[Raw records]
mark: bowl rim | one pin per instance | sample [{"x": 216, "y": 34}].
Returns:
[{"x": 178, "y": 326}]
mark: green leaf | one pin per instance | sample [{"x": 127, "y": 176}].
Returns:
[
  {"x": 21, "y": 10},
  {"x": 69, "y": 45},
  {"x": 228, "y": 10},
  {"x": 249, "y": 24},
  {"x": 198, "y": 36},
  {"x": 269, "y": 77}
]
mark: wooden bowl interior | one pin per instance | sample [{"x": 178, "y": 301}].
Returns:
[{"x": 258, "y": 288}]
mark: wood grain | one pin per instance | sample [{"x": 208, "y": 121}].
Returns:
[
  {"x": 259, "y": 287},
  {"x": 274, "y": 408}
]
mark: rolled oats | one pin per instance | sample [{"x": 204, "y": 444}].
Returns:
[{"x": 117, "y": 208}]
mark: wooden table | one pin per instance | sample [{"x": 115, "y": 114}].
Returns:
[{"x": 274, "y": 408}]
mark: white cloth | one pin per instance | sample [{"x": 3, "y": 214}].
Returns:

* _EXERCISE DIRECTIONS_: Write out exactly the lines starting with the one that holds "mark: green leaf" and running through the last line above.

* _THE RESPONSE_:
mark: green leaf | one pin per instance | sample [{"x": 127, "y": 176}].
Returns:
[
  {"x": 21, "y": 10},
  {"x": 69, "y": 45},
  {"x": 228, "y": 10},
  {"x": 249, "y": 24},
  {"x": 198, "y": 36},
  {"x": 269, "y": 77}
]
mark: wooden bowl interior | one pin per instance | sample [{"x": 178, "y": 301}].
Returns:
[{"x": 258, "y": 288}]
mark: wood grain | one pin per instance | sample [{"x": 208, "y": 121}].
Returns:
[
  {"x": 259, "y": 287},
  {"x": 274, "y": 408}
]
mark: rolled oats | one pin per instance | sample [{"x": 204, "y": 444}].
Returns:
[{"x": 117, "y": 208}]
mark: wooden table | one pin per instance | sample [{"x": 115, "y": 114}].
Returns:
[{"x": 274, "y": 408}]
mark: white cloth | one pin per instance | sample [{"x": 3, "y": 214}].
Returns:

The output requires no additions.